══ Extracted material ══
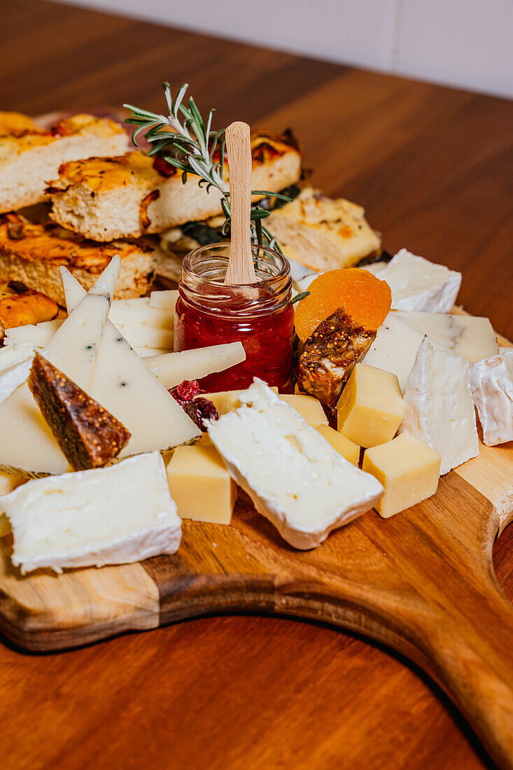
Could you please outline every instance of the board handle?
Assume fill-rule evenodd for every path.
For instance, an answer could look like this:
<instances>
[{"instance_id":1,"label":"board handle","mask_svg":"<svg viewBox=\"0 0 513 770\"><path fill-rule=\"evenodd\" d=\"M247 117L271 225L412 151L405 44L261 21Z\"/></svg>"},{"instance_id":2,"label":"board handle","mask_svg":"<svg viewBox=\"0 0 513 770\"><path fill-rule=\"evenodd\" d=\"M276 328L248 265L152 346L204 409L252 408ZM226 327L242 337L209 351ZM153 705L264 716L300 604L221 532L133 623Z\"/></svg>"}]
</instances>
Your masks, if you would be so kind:
<instances>
[{"instance_id":1,"label":"board handle","mask_svg":"<svg viewBox=\"0 0 513 770\"><path fill-rule=\"evenodd\" d=\"M499 768L513 770L513 608L496 583L454 597L472 609L464 624L432 617L422 667L442 686ZM459 608L455 607L456 612ZM412 657L412 656L411 656Z\"/></svg>"}]
</instances>

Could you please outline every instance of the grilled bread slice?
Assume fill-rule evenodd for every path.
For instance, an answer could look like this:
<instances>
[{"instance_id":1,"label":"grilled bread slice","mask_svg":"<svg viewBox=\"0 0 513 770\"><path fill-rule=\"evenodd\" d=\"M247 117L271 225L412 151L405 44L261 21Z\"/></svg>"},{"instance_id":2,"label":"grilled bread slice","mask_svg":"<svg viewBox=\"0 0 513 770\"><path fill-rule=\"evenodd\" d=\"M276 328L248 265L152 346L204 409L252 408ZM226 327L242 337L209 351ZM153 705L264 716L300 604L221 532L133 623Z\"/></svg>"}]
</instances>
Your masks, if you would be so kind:
<instances>
[{"instance_id":1,"label":"grilled bread slice","mask_svg":"<svg viewBox=\"0 0 513 770\"><path fill-rule=\"evenodd\" d=\"M48 182L62 163L119 155L129 146L121 126L92 115L76 115L49 129L23 128L16 119L5 118L5 128L0 127L0 213L44 200Z\"/></svg>"},{"instance_id":2,"label":"grilled bread slice","mask_svg":"<svg viewBox=\"0 0 513 770\"><path fill-rule=\"evenodd\" d=\"M16 214L0 217L0 280L22 281L65 305L63 265L89 290L112 256L121 257L115 299L146 294L153 280L151 249L141 243L94 243L53 223L29 223Z\"/></svg>"},{"instance_id":3,"label":"grilled bread slice","mask_svg":"<svg viewBox=\"0 0 513 770\"><path fill-rule=\"evenodd\" d=\"M251 142L253 188L277 192L296 182L301 155L290 133ZM52 182L52 219L98 241L139 238L221 213L220 193L198 184L162 158L133 152L119 158L65 163Z\"/></svg>"},{"instance_id":4,"label":"grilled bread slice","mask_svg":"<svg viewBox=\"0 0 513 770\"><path fill-rule=\"evenodd\" d=\"M381 239L360 206L312 187L274 209L265 224L286 255L290 252L291 259L316 273L350 267L381 253Z\"/></svg>"}]
</instances>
═══
> _Set exercise_: Print the complete listing exactly as it stands, without its pictures.

> _The reply_:
Could you please outline every instance of the board handle?
Assume fill-rule evenodd for every path.
For instance, an answer could look like this:
<instances>
[{"instance_id":1,"label":"board handle","mask_svg":"<svg viewBox=\"0 0 513 770\"><path fill-rule=\"evenodd\" d=\"M247 117L271 225L412 151L405 44L261 21Z\"/></svg>"},{"instance_id":2,"label":"board handle","mask_svg":"<svg viewBox=\"0 0 513 770\"><path fill-rule=\"evenodd\" d=\"M276 328L248 265L152 346L204 409L252 408ZM226 327L242 337L209 351ZM153 705L264 716L300 604L221 532L133 623Z\"/></svg>"}]
</instances>
Your masks, if you would be so kind:
<instances>
[{"instance_id":1,"label":"board handle","mask_svg":"<svg viewBox=\"0 0 513 770\"><path fill-rule=\"evenodd\" d=\"M499 768L513 770L513 608L496 583L454 597L472 609L464 624L432 617L422 667L442 686ZM459 608L455 607L456 612ZM412 657L412 656L411 656Z\"/></svg>"}]
</instances>

Could you please outline every instance of the grilled bread slice?
Assume fill-rule evenodd for every path.
For instance, an answer could look like this:
<instances>
[{"instance_id":1,"label":"grilled bread slice","mask_svg":"<svg viewBox=\"0 0 513 770\"><path fill-rule=\"evenodd\" d=\"M247 117L271 225L412 151L405 44L261 21Z\"/></svg>"},{"instance_id":2,"label":"grilled bread slice","mask_svg":"<svg viewBox=\"0 0 513 770\"><path fill-rule=\"evenodd\" d=\"M276 328L248 265L152 346L204 409L252 408ZM226 327L242 337L209 351ZM153 705L264 716L300 604L221 532L133 623Z\"/></svg>"}]
</instances>
Your masks, if you would be so kind:
<instances>
[{"instance_id":1,"label":"grilled bread slice","mask_svg":"<svg viewBox=\"0 0 513 770\"><path fill-rule=\"evenodd\" d=\"M48 182L62 163L119 155L129 146L121 126L92 115L76 115L49 129L23 128L16 119L5 118L5 128L0 127L0 213L44 200Z\"/></svg>"},{"instance_id":2,"label":"grilled bread slice","mask_svg":"<svg viewBox=\"0 0 513 770\"><path fill-rule=\"evenodd\" d=\"M16 214L0 217L0 280L22 281L65 305L63 265L89 290L112 256L121 257L115 299L146 294L153 280L151 249L141 243L94 243L53 223L29 223Z\"/></svg>"},{"instance_id":3,"label":"grilled bread slice","mask_svg":"<svg viewBox=\"0 0 513 770\"><path fill-rule=\"evenodd\" d=\"M251 142L253 188L277 192L296 182L301 155L290 133ZM52 182L52 219L98 241L139 238L221 213L220 193L198 184L162 158L133 152L119 158L65 163Z\"/></svg>"},{"instance_id":4,"label":"grilled bread slice","mask_svg":"<svg viewBox=\"0 0 513 770\"><path fill-rule=\"evenodd\" d=\"M381 239L360 206L312 187L274 209L265 224L286 255L290 252L291 259L316 273L350 267L381 253Z\"/></svg>"}]
</instances>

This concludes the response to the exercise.